TASK TO CARRY OUT -
List all lines of the data that include the string "gray".

━━━━━━━━━━━━━━━━━━━━

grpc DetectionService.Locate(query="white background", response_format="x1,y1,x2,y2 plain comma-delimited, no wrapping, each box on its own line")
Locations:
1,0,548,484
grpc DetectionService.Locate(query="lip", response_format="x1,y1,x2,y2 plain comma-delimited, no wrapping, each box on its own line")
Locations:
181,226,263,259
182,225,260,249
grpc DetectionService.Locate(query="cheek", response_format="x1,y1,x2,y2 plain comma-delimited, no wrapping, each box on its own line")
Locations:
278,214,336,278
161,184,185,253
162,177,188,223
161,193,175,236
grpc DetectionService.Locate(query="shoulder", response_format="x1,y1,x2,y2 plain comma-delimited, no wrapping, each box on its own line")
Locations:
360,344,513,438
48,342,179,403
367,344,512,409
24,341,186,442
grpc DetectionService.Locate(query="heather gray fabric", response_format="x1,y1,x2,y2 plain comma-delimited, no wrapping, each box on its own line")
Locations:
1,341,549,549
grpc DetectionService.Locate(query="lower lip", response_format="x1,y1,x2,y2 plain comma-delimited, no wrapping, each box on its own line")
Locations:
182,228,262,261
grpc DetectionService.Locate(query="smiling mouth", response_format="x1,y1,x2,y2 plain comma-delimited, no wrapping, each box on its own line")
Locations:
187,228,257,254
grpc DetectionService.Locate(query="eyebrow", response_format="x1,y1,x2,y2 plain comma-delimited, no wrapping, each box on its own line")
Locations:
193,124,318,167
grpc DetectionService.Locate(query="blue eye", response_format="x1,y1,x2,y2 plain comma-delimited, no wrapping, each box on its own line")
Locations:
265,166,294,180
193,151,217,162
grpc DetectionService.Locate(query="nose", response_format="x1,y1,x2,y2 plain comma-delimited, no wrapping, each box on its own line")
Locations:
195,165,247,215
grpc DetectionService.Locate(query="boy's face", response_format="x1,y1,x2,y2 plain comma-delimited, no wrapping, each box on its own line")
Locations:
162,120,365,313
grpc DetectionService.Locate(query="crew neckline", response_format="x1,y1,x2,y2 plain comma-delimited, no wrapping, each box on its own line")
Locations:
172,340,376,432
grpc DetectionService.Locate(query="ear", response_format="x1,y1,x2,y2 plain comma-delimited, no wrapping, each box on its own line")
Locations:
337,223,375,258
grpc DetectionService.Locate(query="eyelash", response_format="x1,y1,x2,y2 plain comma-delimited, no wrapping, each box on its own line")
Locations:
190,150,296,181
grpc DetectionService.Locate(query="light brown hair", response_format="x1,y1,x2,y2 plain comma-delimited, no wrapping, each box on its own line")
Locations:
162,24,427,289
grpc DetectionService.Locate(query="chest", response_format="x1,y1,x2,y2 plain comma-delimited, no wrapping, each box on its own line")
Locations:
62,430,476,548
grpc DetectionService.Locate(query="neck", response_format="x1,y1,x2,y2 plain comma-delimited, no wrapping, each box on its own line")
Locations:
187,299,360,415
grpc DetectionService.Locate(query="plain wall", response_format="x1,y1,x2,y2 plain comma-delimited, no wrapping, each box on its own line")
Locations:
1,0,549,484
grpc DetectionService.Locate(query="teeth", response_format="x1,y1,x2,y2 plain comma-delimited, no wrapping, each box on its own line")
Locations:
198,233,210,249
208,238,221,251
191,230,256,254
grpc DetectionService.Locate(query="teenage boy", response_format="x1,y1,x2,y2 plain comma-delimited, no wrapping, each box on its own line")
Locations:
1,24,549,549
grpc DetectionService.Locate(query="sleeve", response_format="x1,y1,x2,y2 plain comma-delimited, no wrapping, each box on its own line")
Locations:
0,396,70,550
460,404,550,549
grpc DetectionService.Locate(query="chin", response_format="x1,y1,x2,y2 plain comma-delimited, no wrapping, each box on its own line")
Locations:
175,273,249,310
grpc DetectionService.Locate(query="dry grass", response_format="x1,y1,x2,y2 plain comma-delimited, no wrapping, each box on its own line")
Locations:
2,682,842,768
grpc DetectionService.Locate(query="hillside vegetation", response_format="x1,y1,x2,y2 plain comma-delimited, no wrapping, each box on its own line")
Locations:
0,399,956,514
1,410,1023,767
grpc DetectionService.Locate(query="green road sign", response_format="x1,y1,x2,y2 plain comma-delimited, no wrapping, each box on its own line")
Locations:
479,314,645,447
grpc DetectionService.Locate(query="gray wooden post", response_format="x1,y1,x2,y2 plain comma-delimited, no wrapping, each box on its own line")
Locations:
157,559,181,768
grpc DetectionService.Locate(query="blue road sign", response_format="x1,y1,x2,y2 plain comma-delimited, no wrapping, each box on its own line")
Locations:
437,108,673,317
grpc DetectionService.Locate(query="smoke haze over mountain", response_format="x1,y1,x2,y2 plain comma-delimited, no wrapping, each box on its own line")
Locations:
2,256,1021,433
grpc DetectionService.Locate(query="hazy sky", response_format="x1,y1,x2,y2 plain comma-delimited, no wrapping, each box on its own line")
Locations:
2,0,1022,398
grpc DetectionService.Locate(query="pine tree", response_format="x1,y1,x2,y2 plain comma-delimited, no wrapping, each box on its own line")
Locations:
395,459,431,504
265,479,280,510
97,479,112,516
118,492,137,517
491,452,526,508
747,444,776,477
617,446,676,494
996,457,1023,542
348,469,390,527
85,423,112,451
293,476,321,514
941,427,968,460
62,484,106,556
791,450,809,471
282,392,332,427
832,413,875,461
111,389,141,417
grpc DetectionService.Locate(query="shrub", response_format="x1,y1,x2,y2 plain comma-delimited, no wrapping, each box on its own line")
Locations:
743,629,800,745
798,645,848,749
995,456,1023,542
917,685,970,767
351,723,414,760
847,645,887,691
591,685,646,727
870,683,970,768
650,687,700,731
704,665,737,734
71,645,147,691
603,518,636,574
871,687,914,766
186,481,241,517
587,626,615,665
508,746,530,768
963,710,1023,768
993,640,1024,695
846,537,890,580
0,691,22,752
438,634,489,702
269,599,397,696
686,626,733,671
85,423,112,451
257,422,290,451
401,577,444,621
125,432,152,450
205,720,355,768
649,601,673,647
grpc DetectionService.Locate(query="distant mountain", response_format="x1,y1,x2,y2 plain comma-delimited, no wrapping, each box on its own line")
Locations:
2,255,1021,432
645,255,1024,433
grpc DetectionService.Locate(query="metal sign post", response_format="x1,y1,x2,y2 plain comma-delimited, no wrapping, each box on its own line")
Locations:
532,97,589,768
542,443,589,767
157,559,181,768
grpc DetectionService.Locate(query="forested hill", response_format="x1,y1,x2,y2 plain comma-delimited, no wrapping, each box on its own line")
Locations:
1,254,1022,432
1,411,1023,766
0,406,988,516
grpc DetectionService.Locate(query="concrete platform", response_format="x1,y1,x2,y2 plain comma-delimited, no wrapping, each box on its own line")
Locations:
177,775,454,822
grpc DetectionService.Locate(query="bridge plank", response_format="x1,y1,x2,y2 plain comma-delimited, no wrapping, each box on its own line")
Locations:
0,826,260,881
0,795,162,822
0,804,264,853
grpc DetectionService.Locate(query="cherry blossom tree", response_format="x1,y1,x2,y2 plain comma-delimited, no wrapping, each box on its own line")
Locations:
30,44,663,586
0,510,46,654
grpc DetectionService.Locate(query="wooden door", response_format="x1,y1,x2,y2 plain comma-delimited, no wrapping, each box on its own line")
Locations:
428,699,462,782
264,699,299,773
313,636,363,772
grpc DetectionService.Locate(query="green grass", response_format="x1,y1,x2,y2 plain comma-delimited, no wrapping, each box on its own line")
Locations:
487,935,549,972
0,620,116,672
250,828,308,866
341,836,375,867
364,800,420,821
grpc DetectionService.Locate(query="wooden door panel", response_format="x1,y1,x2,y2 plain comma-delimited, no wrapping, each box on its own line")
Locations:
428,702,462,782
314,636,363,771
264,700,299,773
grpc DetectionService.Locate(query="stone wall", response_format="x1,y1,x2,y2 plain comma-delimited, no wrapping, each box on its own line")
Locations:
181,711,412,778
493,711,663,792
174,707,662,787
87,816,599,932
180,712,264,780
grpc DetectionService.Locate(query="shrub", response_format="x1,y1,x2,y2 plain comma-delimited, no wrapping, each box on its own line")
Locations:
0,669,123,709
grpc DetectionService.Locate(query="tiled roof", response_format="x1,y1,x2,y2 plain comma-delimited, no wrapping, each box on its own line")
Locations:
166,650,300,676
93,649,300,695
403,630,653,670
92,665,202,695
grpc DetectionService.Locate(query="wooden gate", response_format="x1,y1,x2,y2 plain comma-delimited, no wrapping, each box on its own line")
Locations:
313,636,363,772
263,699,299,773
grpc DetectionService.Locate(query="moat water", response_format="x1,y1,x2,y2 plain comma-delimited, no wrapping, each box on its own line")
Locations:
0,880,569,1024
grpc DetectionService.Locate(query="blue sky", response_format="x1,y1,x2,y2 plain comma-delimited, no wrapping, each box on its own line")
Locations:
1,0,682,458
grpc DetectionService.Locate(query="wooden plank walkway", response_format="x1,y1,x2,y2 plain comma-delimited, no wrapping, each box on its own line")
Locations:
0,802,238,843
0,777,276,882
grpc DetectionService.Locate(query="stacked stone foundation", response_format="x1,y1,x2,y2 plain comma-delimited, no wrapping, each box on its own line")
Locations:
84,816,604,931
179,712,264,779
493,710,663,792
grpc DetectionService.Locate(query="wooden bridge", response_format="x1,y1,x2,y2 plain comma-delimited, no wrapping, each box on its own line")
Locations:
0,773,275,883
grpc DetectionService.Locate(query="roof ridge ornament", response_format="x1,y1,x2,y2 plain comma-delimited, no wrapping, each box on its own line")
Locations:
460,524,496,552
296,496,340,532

━━━━━━━━━━━━━━━━━━━━

EXERCISE RESULT -
grpc DetectionService.Locate(query="heather gray fabric", response_format="x1,y1,x2,y2 plain comma-delimited, no wrapping, each box on its own line")
grpc DetectionService.Locate(query="gray wooden post", response_format="x1,y1,x2,y2 plain comma-delimited, no wrapping, each box on its own line")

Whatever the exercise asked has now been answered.